'''

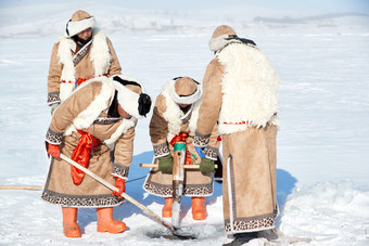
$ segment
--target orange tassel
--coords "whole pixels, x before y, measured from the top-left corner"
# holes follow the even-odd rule
[[[186,159],[184,159],[184,165],[193,165],[193,160],[191,158],[191,153],[189,152],[189,148],[187,147],[187,142],[186,138],[189,137],[188,133],[186,132],[180,132],[178,135],[175,135],[170,140],[170,144],[174,146],[177,142],[182,141],[186,144]]]
[[[101,141],[97,140],[96,138],[93,138],[93,135],[85,131],[78,129],[77,131],[79,132],[79,134],[81,134],[81,137],[79,138],[78,145],[72,153],[71,159],[87,168],[90,161],[90,155],[94,153],[94,147]],[[78,185],[82,181],[85,172],[73,166],[71,169],[71,176],[73,179],[73,183],[75,185]]]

'''

Convert the lines above into a two-column CSV with the header command,polygons. Give one row for each block, with its command text and its polygon output each in a single quoted field, line breaks replaced by spaces, and the picture left out.

command,polygons
"$ segment --target orange tassel --coords ""whole pixels, x before y, measured from the top-left corner"" # holes follow the even-odd rule","[[[186,159],[184,159],[184,165],[193,165],[193,160],[191,158],[191,153],[189,152],[189,148],[187,147],[187,142],[186,138],[189,137],[188,133],[186,132],[180,132],[178,135],[175,135],[170,140],[170,144],[174,146],[177,142],[182,141],[186,144]]] [[[101,141],[97,140],[96,138],[93,138],[93,135],[85,131],[78,129],[77,131],[79,132],[79,134],[81,134],[81,137],[79,138],[78,145],[72,153],[71,159],[87,168],[90,161],[90,155],[94,153],[94,147]],[[78,185],[82,181],[85,172],[73,166],[71,169],[71,176],[73,179],[73,183],[75,185]]]"